:: Working data ::

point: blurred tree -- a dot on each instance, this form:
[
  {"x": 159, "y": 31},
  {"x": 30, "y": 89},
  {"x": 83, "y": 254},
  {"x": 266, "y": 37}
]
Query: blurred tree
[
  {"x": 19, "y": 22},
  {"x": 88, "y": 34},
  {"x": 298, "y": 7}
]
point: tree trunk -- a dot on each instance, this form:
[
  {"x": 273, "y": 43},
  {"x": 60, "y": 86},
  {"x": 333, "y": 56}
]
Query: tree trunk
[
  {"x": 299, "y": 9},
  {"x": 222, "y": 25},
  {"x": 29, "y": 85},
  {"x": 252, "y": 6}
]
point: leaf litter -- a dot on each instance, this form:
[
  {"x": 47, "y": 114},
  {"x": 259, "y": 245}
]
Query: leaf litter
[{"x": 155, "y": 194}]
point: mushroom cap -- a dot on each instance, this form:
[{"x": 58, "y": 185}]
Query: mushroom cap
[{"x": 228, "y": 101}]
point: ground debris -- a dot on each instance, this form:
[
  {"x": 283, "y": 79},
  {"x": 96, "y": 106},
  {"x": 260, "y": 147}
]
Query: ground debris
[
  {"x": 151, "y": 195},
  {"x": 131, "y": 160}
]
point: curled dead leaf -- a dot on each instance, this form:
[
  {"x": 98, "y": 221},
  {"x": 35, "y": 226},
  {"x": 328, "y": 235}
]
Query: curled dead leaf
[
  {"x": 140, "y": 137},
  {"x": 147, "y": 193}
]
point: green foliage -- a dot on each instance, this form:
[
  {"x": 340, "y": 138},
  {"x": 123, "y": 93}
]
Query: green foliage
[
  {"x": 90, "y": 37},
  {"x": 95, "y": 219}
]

:: Exercise ::
Reproduce the data above verbatim, line for line.

:: Response ::
point: blurred tree -- a dot on each instance, this form:
[
  {"x": 159, "y": 31},
  {"x": 30, "y": 89},
  {"x": 83, "y": 254},
  {"x": 266, "y": 37}
]
Query: blurred tree
[
  {"x": 19, "y": 22},
  {"x": 88, "y": 34},
  {"x": 298, "y": 7}
]
point: tree trunk -- a dot on each instance, this form:
[
  {"x": 273, "y": 43},
  {"x": 60, "y": 86},
  {"x": 333, "y": 56}
]
Query: tree trunk
[
  {"x": 299, "y": 9},
  {"x": 222, "y": 25},
  {"x": 29, "y": 85},
  {"x": 252, "y": 6}
]
point: leaf litter -- a dot on each instance, this form:
[
  {"x": 47, "y": 114},
  {"x": 259, "y": 245}
]
Query: leaf litter
[{"x": 155, "y": 194}]
point: mushroom cap -- a dot on each instance, this form:
[{"x": 58, "y": 185}]
Query: mushroom cap
[{"x": 228, "y": 101}]
point: ground debris -- a dot on each instance, this form:
[
  {"x": 283, "y": 79},
  {"x": 96, "y": 106},
  {"x": 260, "y": 147}
]
Query: ground debris
[
  {"x": 151, "y": 195},
  {"x": 131, "y": 160}
]
point: curled dead leaf -- a dot on each instance, this form:
[
  {"x": 98, "y": 221},
  {"x": 35, "y": 226},
  {"x": 328, "y": 235}
]
Query: curled dead leaf
[
  {"x": 140, "y": 137},
  {"x": 147, "y": 193}
]
point: green foliage -- a dot on each instance, this form:
[
  {"x": 340, "y": 138},
  {"x": 123, "y": 93}
]
Query: green foliage
[
  {"x": 90, "y": 37},
  {"x": 95, "y": 219}
]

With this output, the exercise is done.